DIRECTION » How many of the lines below contain the string "tote"? Reply with the number alone.

SOURCE RECORDS »
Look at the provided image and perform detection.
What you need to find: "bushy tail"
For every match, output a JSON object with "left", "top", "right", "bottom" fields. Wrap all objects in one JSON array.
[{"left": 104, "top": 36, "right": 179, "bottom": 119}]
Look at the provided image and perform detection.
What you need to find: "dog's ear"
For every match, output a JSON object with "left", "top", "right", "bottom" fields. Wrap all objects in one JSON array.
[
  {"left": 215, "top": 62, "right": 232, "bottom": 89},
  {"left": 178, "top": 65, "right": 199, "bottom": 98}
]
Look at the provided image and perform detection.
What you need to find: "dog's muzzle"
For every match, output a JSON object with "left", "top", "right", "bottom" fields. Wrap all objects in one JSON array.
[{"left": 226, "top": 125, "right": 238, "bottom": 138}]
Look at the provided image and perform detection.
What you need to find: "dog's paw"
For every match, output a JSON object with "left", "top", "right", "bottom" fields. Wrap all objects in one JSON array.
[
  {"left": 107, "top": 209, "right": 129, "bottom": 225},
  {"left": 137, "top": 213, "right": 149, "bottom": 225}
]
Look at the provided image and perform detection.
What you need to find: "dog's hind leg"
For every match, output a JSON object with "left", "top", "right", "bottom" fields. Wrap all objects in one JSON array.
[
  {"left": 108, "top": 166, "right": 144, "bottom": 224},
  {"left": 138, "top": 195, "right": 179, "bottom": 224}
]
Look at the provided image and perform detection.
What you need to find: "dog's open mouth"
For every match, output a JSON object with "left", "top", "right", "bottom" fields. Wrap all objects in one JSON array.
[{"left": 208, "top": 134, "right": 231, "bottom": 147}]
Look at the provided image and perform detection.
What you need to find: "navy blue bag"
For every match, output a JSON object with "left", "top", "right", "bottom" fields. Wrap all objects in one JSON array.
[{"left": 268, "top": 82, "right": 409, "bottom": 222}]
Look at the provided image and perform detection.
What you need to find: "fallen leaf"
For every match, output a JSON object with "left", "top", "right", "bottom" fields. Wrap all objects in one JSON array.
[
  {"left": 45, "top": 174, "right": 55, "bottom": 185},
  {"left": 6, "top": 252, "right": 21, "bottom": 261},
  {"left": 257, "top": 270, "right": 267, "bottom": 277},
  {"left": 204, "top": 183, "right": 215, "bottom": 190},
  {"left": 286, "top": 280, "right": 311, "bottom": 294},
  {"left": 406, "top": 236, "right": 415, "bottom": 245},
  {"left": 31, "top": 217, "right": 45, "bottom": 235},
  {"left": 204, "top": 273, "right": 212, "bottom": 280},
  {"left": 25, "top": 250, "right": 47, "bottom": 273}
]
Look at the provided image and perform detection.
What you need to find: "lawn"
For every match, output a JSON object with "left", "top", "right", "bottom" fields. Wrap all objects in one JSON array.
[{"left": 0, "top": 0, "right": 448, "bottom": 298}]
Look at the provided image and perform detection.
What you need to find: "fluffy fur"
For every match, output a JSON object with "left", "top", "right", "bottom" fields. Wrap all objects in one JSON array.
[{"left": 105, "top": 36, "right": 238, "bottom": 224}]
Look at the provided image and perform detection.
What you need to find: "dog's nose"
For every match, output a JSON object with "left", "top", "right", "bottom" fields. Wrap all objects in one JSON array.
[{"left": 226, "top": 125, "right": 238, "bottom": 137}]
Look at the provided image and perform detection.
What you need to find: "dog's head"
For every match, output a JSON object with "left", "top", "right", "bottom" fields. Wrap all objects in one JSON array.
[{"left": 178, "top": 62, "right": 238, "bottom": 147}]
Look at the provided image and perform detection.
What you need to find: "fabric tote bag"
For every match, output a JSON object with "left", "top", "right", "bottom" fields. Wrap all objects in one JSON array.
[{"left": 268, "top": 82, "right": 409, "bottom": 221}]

EXPECTED OUTPUT » 1